▶ [Excerpted text]
———

2. Promote support – Employers need to ensure their employees have access to and are aware of support available through counselling and therapy services. Encouraging anyone struggling to talk to their GP or to contact one of the many charities available. We have created a poster for the construction industry to encourage workers to talk to their employer or if in urgent need the Samaritans download it here.
3. Education on mental health – Team leaders responsible for supporting employees should have sufficient knowledge and skills to be able to spot the signs of poor mental health and to provide support and guidance.
4. Peer support – It is not just employers who can spot mental illness issues educating employees to look out for any peers who may be struggling with their mental health is a great way to improve the morale of staff. Knowing how to start the conversation and knowing how to safely signpost peers to mental health services can make a huge difference at the early signs of mental health difficulty. Take a look at our guide on ‘how to have a conversation with an employee about their mental health’.
5. Reduce stigma – Employers need to reduce stigma, raise awareness, change attitudes and provide knowledge to empower employees to look after their mental health and wellbeing.

———

▶ [The problem]
According to the workplace mental health text, whom does the poster for the construction industry encourage workers to contact if in urgent need? Rely only on the workplace mental health text above.

▶ [Information supplied]
———

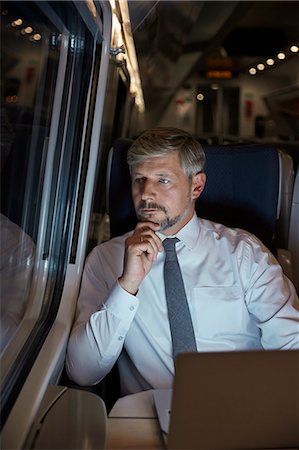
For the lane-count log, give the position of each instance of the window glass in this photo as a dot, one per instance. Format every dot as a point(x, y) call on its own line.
point(30, 48)
point(49, 73)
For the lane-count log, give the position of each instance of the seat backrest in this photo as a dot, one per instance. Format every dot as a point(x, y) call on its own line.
point(242, 188)
point(293, 244)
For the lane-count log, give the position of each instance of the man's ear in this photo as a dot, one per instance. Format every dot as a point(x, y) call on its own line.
point(198, 184)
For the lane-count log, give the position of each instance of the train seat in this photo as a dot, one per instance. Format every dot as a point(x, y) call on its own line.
point(293, 238)
point(245, 188)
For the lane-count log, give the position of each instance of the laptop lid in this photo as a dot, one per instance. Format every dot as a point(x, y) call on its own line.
point(235, 400)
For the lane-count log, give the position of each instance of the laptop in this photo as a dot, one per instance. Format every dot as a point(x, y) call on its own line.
point(232, 400)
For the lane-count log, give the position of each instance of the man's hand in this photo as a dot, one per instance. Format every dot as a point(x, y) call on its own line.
point(140, 252)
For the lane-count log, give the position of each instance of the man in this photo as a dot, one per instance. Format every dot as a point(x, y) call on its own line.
point(237, 294)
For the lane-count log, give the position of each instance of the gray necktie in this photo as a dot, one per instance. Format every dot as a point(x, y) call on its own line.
point(183, 339)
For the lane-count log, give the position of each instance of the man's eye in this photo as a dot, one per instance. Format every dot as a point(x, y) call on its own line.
point(138, 180)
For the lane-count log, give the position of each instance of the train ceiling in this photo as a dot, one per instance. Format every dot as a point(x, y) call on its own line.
point(176, 40)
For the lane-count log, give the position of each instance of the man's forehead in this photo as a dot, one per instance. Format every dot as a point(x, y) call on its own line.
point(167, 162)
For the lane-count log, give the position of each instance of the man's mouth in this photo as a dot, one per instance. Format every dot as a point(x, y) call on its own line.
point(151, 208)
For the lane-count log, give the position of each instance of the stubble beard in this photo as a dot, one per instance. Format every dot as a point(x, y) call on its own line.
point(165, 223)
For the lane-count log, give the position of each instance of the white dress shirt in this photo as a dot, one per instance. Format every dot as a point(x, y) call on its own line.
point(238, 298)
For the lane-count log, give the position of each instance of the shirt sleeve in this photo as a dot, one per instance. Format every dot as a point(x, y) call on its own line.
point(271, 298)
point(104, 314)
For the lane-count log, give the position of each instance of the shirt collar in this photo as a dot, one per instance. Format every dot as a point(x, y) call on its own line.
point(188, 234)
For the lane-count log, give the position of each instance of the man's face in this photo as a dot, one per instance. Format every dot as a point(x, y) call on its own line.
point(163, 194)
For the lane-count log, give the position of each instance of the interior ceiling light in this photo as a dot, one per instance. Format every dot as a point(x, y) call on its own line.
point(281, 55)
point(252, 71)
point(17, 22)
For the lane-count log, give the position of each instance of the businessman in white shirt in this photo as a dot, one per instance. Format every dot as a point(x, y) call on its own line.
point(238, 296)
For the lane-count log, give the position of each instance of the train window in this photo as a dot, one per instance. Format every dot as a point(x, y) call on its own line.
point(47, 102)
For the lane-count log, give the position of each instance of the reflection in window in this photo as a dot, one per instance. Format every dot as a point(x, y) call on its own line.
point(30, 48)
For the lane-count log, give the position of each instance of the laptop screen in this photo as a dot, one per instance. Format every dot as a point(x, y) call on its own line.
point(235, 400)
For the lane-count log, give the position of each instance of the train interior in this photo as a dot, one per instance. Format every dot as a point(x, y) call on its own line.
point(79, 81)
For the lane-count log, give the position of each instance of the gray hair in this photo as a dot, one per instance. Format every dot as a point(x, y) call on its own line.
point(162, 141)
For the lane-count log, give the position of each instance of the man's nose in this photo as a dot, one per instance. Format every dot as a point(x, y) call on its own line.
point(148, 190)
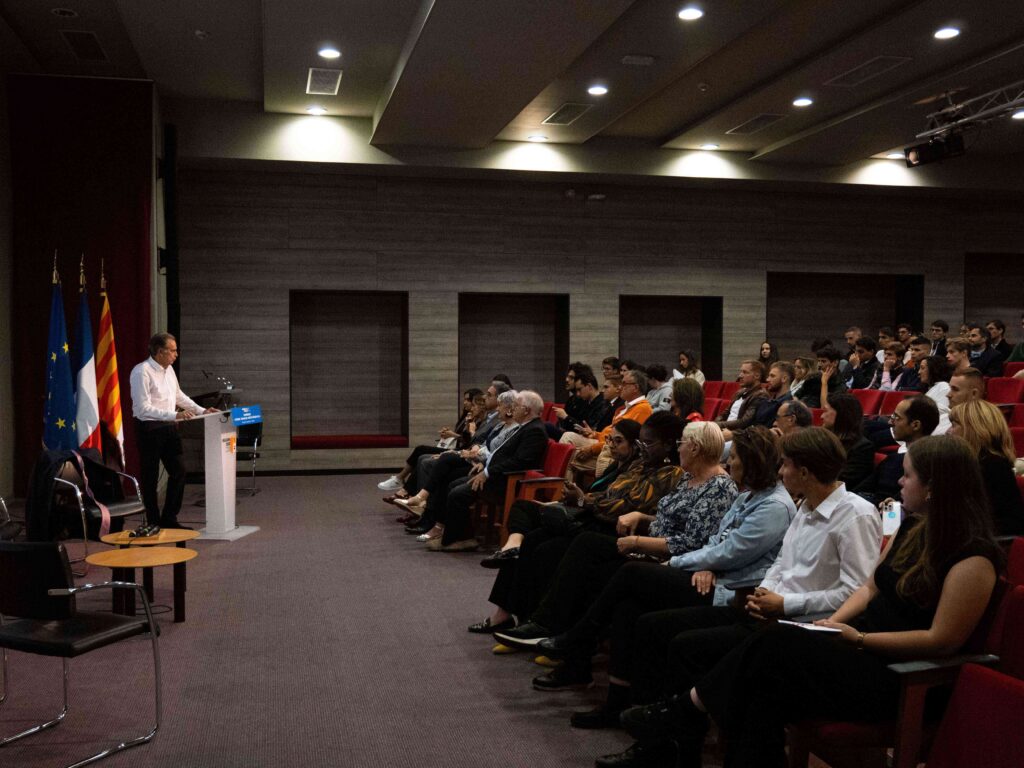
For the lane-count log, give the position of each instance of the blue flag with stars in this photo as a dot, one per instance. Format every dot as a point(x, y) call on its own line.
point(58, 425)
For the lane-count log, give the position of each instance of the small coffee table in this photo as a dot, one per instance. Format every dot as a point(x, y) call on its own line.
point(124, 561)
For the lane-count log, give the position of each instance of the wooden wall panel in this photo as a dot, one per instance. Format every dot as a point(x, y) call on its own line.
point(249, 237)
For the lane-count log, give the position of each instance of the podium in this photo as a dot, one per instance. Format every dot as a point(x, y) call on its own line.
point(219, 438)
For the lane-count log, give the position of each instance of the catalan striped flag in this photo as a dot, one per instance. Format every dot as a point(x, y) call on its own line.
point(86, 407)
point(107, 373)
point(58, 415)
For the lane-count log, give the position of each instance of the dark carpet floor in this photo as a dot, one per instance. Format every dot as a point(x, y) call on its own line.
point(328, 638)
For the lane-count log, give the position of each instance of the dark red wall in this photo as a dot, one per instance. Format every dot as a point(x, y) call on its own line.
point(82, 161)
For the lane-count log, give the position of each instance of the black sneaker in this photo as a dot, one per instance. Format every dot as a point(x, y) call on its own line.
point(565, 677)
point(525, 636)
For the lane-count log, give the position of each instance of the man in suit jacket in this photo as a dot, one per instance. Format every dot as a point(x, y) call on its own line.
point(523, 450)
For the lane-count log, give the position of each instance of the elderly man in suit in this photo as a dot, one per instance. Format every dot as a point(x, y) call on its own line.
point(523, 450)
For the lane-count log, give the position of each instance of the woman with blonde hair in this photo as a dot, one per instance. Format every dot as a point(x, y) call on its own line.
point(984, 428)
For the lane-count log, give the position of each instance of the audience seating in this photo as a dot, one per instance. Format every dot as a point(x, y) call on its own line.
point(1001, 389)
point(37, 602)
point(711, 409)
point(1018, 434)
point(870, 399)
point(982, 724)
point(1011, 369)
point(890, 400)
point(549, 481)
point(713, 388)
point(729, 388)
point(850, 743)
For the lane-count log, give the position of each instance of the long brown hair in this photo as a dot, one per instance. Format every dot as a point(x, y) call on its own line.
point(957, 514)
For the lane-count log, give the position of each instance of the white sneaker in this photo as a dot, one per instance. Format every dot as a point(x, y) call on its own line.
point(391, 483)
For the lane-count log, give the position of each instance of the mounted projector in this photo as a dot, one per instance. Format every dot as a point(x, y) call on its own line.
point(940, 147)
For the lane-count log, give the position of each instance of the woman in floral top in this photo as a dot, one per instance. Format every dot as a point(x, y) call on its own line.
point(685, 520)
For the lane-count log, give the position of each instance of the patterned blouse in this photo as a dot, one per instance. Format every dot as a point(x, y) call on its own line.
point(637, 488)
point(688, 517)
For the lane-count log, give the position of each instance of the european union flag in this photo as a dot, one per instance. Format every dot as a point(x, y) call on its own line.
point(58, 424)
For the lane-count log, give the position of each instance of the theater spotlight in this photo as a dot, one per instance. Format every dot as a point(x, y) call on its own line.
point(940, 147)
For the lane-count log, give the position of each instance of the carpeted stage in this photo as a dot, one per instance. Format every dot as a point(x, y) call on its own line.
point(329, 638)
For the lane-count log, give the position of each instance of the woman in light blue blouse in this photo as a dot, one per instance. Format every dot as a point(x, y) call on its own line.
point(738, 554)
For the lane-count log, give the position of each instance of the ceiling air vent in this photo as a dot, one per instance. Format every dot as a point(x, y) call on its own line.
point(323, 82)
point(756, 124)
point(85, 45)
point(566, 114)
point(866, 71)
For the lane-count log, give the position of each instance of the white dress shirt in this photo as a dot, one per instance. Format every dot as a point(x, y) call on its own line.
point(156, 394)
point(827, 553)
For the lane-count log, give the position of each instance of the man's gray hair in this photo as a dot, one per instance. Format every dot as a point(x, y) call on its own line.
point(531, 400)
point(507, 398)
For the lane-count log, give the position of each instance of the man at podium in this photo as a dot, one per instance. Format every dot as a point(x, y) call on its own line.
point(158, 403)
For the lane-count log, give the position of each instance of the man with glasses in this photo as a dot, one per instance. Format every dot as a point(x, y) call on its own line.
point(158, 403)
point(913, 418)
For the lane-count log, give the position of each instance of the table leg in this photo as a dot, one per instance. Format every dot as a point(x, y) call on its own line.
point(179, 592)
point(147, 583)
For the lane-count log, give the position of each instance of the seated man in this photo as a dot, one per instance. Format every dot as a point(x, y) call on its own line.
point(659, 392)
point(829, 550)
point(913, 418)
point(743, 407)
point(982, 355)
point(865, 368)
point(523, 450)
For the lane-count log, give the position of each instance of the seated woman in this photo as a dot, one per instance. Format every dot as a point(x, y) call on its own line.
point(844, 417)
point(983, 426)
point(748, 541)
point(541, 534)
point(925, 599)
point(688, 367)
point(452, 465)
point(687, 399)
point(802, 369)
point(684, 521)
point(448, 438)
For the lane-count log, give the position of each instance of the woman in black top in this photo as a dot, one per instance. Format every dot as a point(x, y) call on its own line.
point(924, 600)
point(982, 425)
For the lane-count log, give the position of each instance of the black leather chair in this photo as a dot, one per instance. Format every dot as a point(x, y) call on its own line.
point(248, 441)
point(38, 615)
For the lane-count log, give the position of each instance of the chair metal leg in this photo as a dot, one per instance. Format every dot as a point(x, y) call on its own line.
point(43, 726)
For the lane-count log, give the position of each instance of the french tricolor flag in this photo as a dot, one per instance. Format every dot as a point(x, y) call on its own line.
point(86, 402)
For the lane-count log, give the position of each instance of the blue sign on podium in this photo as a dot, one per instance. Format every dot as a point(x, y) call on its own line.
point(247, 415)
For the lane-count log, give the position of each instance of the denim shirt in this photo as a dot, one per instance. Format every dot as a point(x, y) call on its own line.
point(748, 541)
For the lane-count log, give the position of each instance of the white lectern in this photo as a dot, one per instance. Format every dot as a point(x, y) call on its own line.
point(219, 441)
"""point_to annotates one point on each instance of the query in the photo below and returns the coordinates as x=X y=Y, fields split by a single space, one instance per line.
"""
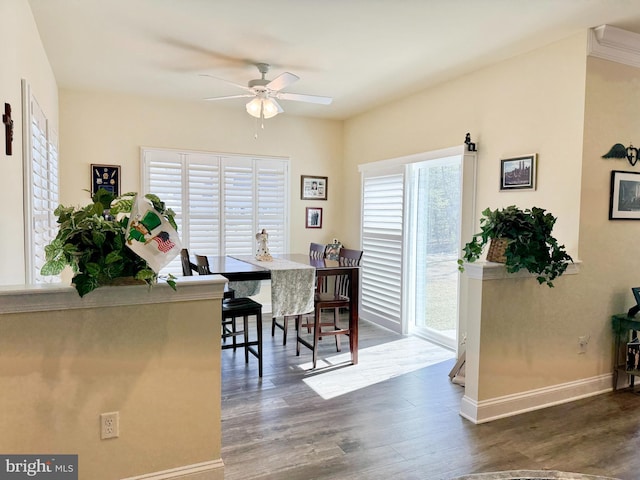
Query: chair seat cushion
x=330 y=300
x=240 y=305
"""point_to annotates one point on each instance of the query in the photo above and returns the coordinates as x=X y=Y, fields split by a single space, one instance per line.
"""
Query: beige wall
x=533 y=103
x=608 y=247
x=529 y=104
x=22 y=57
x=111 y=128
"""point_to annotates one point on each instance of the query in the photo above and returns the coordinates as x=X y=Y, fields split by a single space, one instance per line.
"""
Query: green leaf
x=113 y=257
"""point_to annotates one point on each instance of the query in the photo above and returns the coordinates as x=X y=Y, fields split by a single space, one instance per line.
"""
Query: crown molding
x=615 y=44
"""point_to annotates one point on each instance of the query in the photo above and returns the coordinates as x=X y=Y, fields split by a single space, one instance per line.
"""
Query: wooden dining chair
x=323 y=301
x=233 y=309
x=346 y=258
x=316 y=251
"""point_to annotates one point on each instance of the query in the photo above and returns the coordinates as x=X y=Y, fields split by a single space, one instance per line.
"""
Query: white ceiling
x=363 y=53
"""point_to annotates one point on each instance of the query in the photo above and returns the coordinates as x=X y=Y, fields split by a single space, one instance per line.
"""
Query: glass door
x=435 y=242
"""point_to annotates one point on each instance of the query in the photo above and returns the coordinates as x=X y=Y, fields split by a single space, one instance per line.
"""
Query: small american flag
x=164 y=242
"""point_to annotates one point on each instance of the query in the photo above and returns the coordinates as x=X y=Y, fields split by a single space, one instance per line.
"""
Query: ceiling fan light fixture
x=262 y=108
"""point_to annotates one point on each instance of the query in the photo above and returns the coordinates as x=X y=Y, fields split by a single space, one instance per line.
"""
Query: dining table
x=241 y=268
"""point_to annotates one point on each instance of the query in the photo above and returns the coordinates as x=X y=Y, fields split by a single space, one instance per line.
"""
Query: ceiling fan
x=265 y=93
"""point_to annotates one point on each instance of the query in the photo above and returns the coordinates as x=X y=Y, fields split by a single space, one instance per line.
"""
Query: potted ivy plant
x=91 y=240
x=527 y=241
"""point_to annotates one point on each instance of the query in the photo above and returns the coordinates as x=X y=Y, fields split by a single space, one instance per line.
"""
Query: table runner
x=292 y=285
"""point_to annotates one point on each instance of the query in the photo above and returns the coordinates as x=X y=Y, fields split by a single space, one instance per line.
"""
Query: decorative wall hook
x=620 y=151
x=470 y=145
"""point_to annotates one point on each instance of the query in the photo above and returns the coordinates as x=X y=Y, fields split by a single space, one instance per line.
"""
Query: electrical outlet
x=583 y=341
x=109 y=425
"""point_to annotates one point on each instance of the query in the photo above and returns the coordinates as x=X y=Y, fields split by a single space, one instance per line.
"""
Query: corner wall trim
x=213 y=470
x=509 y=405
x=615 y=44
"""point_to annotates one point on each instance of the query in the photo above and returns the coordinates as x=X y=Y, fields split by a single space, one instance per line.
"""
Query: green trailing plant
x=529 y=243
x=91 y=240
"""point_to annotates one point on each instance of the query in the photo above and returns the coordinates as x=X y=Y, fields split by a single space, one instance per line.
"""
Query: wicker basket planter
x=497 y=248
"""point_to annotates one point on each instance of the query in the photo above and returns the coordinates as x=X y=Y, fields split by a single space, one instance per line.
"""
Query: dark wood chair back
x=187 y=267
x=346 y=258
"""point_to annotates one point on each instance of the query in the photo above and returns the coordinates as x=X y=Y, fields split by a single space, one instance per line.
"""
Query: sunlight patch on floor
x=375 y=364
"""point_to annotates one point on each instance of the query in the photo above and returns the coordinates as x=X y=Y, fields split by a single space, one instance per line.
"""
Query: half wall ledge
x=497 y=271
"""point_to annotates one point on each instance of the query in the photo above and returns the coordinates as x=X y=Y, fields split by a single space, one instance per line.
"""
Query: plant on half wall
x=91 y=240
x=527 y=240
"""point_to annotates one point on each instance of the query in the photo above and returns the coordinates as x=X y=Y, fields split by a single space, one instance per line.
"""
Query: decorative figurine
x=262 y=252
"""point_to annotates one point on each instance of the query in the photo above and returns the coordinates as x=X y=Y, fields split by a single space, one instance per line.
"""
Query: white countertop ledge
x=50 y=297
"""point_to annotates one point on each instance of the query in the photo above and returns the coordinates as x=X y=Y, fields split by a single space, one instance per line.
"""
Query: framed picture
x=313 y=188
x=518 y=173
x=624 y=202
x=107 y=177
x=313 y=217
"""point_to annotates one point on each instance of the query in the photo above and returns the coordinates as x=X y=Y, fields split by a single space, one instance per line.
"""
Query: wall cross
x=8 y=128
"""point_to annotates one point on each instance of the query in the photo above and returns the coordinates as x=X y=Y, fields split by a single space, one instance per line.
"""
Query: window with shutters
x=382 y=237
x=221 y=201
x=41 y=187
x=415 y=212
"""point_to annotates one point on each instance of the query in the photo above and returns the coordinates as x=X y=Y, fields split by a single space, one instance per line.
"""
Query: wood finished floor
x=405 y=428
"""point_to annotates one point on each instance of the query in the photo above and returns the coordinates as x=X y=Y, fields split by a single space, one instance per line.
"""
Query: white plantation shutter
x=203 y=205
x=271 y=206
x=221 y=202
x=239 y=199
x=41 y=188
x=382 y=240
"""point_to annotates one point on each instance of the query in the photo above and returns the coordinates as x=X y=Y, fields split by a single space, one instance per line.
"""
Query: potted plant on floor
x=92 y=241
x=521 y=239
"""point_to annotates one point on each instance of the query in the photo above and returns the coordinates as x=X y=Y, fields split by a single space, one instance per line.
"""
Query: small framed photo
x=107 y=177
x=518 y=173
x=313 y=188
x=624 y=201
x=313 y=217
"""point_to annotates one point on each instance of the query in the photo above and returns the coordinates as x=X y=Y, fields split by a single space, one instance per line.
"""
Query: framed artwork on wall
x=313 y=188
x=107 y=177
x=313 y=217
x=624 y=199
x=518 y=173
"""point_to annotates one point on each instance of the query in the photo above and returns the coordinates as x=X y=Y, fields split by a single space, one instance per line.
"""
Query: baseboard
x=213 y=470
x=510 y=405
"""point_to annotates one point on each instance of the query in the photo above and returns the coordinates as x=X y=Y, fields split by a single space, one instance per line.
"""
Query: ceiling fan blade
x=299 y=97
x=243 y=87
x=281 y=81
x=280 y=109
x=227 y=97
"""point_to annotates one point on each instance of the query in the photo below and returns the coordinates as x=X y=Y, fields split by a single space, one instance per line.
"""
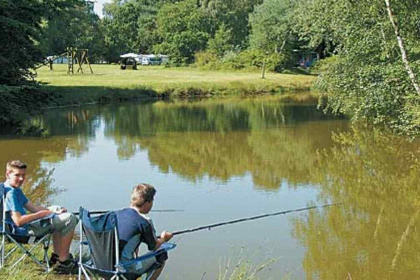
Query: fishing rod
x=106 y=211
x=250 y=218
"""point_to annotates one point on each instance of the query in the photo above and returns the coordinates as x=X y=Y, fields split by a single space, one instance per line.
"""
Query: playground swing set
x=74 y=56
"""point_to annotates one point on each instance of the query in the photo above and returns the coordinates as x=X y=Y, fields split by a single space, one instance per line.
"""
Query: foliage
x=371 y=234
x=18 y=102
x=21 y=30
x=75 y=27
x=221 y=42
x=234 y=14
x=184 y=29
x=369 y=80
x=271 y=24
x=130 y=27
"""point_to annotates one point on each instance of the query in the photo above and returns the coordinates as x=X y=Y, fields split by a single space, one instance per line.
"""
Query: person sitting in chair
x=134 y=228
x=62 y=223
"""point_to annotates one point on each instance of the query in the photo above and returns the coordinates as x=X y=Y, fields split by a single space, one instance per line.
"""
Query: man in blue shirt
x=134 y=228
x=16 y=204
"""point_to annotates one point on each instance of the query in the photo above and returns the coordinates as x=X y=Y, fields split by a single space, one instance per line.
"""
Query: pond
x=219 y=160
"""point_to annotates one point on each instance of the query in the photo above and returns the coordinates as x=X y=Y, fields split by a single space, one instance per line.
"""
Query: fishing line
x=156 y=211
x=251 y=218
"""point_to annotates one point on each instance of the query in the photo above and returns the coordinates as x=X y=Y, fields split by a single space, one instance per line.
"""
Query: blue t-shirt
x=130 y=224
x=15 y=202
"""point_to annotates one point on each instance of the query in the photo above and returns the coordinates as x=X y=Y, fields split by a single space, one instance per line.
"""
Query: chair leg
x=29 y=253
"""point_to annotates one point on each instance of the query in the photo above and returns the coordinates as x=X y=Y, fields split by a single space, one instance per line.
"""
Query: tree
x=221 y=42
x=21 y=31
x=130 y=27
x=368 y=79
x=76 y=27
x=271 y=24
x=183 y=29
x=234 y=14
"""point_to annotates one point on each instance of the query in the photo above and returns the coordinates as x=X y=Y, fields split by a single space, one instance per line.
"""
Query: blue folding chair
x=100 y=234
x=21 y=240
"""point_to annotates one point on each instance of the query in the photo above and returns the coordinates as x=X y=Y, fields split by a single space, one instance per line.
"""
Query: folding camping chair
x=22 y=241
x=101 y=234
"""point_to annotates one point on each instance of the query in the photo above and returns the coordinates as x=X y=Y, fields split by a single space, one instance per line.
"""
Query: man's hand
x=61 y=210
x=165 y=236
x=43 y=213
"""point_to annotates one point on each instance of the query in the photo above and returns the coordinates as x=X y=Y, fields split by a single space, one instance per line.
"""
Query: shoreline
x=56 y=89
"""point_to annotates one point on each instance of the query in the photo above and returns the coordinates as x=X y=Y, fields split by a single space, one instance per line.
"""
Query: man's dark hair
x=142 y=193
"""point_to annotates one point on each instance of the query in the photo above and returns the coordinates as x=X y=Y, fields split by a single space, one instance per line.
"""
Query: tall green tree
x=76 y=27
x=20 y=33
x=368 y=79
x=183 y=29
x=130 y=26
x=234 y=14
x=272 y=26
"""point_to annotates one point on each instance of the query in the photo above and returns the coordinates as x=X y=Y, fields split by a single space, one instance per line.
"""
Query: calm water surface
x=227 y=159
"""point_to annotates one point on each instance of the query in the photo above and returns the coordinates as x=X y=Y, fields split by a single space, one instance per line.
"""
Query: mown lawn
x=160 y=78
x=109 y=83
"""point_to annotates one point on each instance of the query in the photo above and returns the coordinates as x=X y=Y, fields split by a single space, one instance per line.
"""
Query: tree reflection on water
x=373 y=233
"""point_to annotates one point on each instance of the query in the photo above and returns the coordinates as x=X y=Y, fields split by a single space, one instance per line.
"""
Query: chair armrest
x=42 y=219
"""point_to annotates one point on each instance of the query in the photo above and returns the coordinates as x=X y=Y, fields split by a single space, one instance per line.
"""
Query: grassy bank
x=109 y=83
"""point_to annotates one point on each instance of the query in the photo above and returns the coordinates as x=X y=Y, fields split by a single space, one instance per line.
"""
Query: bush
x=18 y=102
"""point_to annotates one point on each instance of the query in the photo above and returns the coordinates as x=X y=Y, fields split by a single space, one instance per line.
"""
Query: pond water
x=218 y=160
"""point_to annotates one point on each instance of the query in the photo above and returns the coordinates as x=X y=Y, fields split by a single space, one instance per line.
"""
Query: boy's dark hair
x=15 y=164
x=142 y=193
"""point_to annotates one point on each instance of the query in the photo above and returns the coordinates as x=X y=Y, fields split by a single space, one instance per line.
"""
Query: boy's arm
x=34 y=208
x=21 y=220
x=164 y=236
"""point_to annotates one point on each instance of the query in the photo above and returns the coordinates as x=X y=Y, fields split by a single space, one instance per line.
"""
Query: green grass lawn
x=160 y=78
x=110 y=83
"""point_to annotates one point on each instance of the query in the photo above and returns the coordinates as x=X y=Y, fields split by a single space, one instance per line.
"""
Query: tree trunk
x=403 y=52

———

▶ [Task result]
The Samaritans.